**TEXT SECTION**

(begin)

# New in Tampa from Canada, Journeyman License?



## MechanicalDVR (Dec 29, 2007)

Many states are pretty rough with things like that. Hate to be a downer but I would have looked into that before I moved.


----------



## MikeFL (Apr 16, 2016)

SparkyCanada said:


> Hi there! I'm new around in tampa, i'm Industrial Electrician since 2008 with license from Quebec, All my experience has been in marine electrical maintenance field. I wonder if i can use my experience and license(as inside wireman) from Canada to pass any test for journeyman license? i know first i have to pass some course for NEC, but all those years would'nt be lost!
> 
> Your advise will be appreciated, Thanks a lot!:thumbsup:


Welcome Sparky to the forum, to the USA and to Florida!

You can use that experience towards sitting for a EC (electrical contractor's) license. We don't have journeymen's licensing but there are union shops (very rare in Florida) that use that process. Whether they will accept that is not anything I can answer, but a call to them should be able to figure it out.


----------



## Southeast Power (Jan 18, 2009)

(end)

**TASKS TO PERFORM**
- a) In the licensing thread, rewrite the paragraph beginning "You can use that experience" more briefly, keeping its main facts.
- b) Write the next part of the licensing thread, picking up after its final line.

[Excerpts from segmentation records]
(begin)

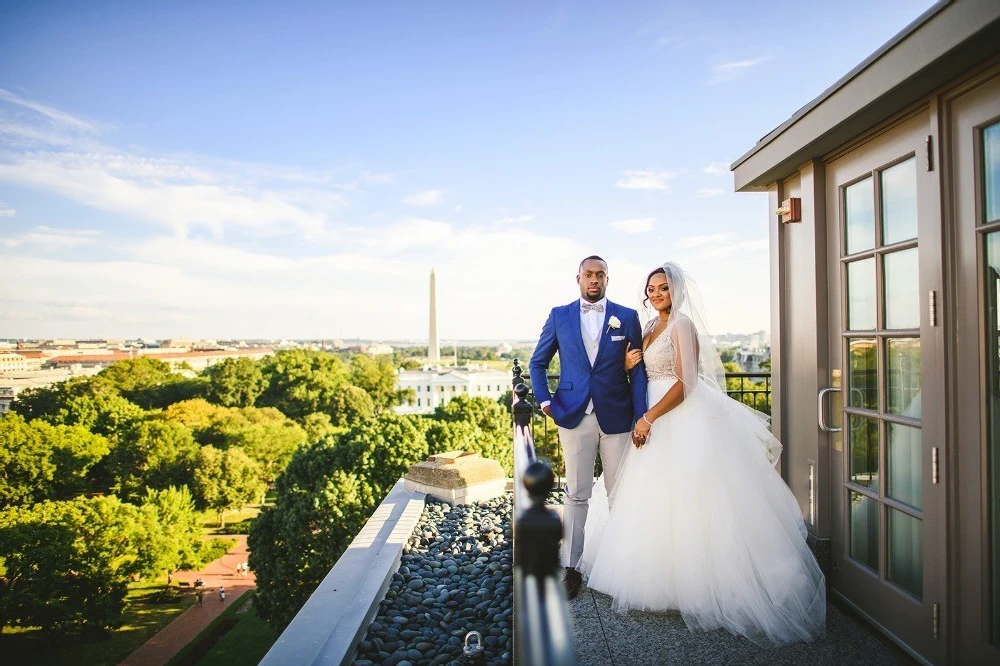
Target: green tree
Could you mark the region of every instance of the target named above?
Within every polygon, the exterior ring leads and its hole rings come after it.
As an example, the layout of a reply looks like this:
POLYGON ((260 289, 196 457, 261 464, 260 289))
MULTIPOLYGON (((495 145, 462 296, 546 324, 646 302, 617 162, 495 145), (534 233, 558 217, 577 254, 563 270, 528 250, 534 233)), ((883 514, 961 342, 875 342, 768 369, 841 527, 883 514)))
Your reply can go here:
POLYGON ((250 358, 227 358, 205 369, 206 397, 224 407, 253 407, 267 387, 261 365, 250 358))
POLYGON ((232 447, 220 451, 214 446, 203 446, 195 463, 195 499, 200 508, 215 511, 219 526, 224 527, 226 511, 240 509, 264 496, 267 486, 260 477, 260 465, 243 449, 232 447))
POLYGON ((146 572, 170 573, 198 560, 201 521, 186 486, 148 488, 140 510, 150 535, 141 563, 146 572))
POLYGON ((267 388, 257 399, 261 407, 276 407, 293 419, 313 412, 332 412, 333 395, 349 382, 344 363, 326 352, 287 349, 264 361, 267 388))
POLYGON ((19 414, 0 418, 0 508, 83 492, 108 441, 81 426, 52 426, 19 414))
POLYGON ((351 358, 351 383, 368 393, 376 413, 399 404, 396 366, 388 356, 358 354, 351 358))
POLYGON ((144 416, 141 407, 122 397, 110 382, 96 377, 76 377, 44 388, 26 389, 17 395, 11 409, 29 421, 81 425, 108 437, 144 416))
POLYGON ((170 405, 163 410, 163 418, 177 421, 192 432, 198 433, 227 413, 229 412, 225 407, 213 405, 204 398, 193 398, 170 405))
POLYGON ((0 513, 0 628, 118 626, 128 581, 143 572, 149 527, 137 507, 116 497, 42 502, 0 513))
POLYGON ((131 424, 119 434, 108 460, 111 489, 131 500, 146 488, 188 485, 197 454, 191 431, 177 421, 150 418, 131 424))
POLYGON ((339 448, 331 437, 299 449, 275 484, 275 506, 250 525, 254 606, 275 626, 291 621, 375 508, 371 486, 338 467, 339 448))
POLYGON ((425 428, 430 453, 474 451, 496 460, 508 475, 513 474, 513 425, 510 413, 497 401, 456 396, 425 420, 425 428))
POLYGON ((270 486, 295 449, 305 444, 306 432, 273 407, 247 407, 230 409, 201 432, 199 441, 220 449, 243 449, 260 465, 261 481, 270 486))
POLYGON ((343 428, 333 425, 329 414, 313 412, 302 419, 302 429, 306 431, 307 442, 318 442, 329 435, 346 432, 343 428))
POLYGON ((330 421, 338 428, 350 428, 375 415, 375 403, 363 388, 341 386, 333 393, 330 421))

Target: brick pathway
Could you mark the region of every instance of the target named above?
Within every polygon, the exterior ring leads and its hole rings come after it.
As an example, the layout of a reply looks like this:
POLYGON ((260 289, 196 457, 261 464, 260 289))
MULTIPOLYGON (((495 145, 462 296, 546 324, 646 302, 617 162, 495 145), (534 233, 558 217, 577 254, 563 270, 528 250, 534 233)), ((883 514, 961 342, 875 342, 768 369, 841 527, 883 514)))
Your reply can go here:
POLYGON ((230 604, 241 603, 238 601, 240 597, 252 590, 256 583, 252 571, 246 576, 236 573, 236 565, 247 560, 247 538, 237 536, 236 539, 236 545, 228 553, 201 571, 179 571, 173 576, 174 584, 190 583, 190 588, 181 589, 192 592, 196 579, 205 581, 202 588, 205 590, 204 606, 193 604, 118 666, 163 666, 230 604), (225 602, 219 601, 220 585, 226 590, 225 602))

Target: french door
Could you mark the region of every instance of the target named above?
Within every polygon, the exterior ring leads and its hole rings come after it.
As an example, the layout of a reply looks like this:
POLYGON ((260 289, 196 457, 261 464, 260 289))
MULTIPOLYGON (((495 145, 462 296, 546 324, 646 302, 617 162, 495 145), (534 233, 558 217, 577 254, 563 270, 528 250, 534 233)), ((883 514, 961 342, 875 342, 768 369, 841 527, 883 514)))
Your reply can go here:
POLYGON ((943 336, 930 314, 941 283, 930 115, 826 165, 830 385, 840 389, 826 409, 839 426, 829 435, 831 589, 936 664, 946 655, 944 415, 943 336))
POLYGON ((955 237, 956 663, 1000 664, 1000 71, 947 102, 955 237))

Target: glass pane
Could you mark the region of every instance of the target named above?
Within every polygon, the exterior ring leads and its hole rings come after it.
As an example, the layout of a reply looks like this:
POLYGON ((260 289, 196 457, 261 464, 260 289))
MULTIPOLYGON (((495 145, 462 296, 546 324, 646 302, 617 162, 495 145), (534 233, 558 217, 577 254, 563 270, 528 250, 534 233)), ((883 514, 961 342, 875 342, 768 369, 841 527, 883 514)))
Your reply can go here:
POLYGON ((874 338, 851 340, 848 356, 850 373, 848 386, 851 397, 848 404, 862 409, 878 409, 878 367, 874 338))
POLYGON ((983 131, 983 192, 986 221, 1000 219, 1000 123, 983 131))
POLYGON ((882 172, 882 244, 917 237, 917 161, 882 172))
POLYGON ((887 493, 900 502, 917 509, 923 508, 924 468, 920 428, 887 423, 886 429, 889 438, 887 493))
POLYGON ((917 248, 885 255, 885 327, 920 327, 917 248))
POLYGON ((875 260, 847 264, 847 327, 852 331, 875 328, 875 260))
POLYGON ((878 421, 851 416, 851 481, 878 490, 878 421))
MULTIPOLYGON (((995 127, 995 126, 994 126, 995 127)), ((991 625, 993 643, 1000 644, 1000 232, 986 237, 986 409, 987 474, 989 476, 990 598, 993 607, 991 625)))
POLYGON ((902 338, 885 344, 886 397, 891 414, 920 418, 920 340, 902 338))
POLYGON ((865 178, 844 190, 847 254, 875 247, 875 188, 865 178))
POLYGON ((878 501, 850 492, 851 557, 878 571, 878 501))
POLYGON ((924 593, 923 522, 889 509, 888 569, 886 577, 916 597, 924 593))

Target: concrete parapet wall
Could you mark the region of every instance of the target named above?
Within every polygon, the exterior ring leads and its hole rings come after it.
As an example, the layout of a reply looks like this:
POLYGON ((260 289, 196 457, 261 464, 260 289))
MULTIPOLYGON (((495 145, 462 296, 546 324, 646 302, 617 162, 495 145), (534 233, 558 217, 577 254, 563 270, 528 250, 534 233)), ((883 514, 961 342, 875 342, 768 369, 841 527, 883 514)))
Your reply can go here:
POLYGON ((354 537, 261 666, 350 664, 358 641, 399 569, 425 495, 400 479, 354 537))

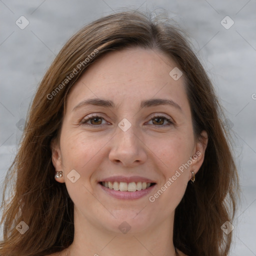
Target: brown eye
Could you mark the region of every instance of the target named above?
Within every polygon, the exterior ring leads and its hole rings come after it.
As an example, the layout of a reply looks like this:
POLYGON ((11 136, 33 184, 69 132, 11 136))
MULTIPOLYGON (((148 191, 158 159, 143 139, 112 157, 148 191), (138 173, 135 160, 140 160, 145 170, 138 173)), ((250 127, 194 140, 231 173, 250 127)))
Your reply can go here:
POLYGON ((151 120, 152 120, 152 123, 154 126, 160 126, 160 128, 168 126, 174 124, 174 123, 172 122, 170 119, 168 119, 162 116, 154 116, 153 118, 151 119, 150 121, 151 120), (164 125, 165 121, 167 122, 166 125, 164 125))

(end)

**PER-TASK OUTPUTS**
- a) The Canadian experience can count toward qualifying to sit for an electrical contractor's (EC) license. There is no journeyman licensing, but union shops, which are very rare in Florida, use that process. Whether they would accept the experience is uncertain, and a call to them should settle it.

- b)
SparkyCanada said:


> Hi there! I'm new around in tampa, i'm Industrial Electrician since 2008 with license from Quebec, All my experience has been in marine electrical maintenance field. I wonder if i can use my experience and license(as inside wireman) from Canada to pass any test for journeyman license? i know first i have to pass some course for NEC, but all those years would'nt be lost!
> 
> Your advise will be appreciated, Thanks a lot!:thumbsup:


You don't have to have any kind of license in Florida but you always have to either be a contractor or work for one as a W2 employee.
This means they just pay you whatever they want.
If you can get a license, you have a little to work with.
FWIW, Marine work pays better than non-Union residential and light commercial work.


----------



## markopolo (Aug 17, 2016)

I can see why you left la belle pronvince...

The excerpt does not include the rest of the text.